— start The input —

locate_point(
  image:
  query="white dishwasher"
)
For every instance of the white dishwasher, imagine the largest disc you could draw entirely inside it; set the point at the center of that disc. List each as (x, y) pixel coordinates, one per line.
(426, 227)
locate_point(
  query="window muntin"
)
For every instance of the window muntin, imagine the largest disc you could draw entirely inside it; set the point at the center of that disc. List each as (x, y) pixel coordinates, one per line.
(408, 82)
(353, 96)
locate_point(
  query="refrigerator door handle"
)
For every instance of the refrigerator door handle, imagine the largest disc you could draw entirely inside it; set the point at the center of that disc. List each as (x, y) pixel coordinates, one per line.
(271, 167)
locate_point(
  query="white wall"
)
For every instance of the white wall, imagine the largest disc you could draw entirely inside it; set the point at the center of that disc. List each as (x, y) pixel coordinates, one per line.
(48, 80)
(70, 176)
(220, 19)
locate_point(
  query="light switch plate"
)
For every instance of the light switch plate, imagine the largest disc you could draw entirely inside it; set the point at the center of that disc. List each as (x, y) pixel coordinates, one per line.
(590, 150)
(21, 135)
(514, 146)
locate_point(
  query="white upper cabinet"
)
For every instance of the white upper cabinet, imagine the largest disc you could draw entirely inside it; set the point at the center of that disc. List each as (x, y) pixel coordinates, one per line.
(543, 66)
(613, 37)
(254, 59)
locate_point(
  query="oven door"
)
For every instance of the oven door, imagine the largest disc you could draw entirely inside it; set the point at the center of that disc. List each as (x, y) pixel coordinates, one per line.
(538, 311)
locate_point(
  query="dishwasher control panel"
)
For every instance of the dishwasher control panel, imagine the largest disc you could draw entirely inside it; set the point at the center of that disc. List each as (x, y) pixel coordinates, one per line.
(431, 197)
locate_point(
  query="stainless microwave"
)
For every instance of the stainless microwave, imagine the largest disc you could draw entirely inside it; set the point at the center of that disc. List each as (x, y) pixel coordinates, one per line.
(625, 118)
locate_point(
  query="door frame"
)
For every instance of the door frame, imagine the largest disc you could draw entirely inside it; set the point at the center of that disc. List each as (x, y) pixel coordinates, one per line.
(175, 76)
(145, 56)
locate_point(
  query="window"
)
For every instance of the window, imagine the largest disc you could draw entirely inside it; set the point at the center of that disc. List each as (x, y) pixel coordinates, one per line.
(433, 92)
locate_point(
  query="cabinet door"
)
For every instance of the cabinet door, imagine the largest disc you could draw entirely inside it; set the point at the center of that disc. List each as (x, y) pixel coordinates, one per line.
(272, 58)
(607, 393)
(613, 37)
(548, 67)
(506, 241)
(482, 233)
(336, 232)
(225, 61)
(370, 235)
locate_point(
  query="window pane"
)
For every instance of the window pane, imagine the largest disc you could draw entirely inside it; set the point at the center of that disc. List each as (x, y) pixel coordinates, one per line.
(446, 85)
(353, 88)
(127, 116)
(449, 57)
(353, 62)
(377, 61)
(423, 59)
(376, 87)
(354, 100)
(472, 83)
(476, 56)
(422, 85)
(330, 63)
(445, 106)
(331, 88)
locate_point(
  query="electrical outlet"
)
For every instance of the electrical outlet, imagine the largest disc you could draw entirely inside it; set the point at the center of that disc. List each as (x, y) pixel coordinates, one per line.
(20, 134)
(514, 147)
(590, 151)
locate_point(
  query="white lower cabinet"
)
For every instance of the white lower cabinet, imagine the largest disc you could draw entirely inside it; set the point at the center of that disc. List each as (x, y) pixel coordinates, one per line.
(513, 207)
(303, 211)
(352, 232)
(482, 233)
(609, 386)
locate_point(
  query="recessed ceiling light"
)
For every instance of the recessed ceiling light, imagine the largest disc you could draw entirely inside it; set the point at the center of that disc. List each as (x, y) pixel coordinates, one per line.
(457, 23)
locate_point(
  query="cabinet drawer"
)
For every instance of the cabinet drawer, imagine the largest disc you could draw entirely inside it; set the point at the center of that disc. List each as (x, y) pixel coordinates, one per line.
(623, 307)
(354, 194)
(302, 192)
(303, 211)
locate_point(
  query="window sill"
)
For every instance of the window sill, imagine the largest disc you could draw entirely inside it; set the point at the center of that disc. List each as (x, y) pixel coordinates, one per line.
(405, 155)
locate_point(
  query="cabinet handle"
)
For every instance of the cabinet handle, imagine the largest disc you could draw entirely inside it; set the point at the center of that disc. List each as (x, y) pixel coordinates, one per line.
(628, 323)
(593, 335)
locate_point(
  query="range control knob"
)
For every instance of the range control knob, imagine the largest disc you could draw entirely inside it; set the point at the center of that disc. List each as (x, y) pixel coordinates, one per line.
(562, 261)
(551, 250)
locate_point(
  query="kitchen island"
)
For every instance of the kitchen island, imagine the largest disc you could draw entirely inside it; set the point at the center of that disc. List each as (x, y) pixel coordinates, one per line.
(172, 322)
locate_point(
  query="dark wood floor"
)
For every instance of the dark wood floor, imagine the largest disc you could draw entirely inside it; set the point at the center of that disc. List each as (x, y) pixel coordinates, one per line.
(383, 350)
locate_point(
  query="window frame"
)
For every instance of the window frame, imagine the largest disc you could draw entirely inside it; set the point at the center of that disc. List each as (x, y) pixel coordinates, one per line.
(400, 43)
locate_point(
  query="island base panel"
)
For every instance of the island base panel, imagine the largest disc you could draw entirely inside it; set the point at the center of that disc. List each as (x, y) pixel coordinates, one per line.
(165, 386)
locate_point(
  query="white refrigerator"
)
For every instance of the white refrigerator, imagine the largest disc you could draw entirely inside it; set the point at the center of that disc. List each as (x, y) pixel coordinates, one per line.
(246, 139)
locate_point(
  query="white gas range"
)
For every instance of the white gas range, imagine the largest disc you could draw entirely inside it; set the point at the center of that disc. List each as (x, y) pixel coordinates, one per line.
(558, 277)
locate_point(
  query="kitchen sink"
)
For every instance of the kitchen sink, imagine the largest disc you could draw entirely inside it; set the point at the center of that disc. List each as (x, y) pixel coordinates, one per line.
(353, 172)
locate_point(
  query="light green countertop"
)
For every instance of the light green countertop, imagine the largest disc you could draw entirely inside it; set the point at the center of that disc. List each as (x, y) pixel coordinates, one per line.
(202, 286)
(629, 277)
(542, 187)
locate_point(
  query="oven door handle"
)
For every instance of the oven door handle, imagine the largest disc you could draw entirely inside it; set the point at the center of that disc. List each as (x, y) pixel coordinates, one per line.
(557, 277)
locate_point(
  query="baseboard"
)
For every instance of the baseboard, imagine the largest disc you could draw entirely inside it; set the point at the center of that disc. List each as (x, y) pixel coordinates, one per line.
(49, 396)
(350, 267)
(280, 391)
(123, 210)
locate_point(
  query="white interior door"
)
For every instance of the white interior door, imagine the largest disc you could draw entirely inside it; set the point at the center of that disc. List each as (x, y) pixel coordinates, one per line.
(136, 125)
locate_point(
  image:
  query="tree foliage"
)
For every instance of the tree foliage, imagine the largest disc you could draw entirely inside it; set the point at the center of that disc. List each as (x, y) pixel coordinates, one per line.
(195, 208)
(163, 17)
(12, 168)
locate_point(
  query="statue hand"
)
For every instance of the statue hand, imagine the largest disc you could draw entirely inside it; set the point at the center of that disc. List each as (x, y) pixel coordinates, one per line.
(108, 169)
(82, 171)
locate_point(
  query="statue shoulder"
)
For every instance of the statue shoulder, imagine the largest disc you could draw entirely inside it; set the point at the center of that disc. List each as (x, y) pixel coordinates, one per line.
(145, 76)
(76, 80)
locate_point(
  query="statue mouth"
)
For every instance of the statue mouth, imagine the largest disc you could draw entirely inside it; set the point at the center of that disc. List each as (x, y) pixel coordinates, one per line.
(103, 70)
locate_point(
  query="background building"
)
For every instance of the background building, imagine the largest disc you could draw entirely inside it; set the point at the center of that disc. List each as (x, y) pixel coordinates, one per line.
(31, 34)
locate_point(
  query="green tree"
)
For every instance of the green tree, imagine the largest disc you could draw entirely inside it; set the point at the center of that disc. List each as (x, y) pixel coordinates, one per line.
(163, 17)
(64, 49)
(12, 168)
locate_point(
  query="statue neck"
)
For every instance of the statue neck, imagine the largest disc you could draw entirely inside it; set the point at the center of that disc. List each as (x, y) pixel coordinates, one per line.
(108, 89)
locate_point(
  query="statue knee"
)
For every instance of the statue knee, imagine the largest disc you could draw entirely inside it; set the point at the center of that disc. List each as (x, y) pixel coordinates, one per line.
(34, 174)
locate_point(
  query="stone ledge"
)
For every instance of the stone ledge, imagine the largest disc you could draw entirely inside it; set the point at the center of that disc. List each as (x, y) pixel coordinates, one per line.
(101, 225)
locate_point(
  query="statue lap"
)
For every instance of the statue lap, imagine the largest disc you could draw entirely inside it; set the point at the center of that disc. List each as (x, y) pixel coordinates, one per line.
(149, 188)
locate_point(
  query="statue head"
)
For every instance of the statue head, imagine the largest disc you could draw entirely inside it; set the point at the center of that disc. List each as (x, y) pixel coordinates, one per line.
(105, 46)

— end The input —

**Set exercise:** Find every line in the items above that contains the word "stainless" and copy each of those lines in full. Case matters.

**Answer to the exercise:**
  query="stainless microwave"
For every instance of the stainless microwave, imagine the largest disc you could draw entirely inside it; set the point at the center of that disc. List each as (x, y) pixel coordinates, one per line.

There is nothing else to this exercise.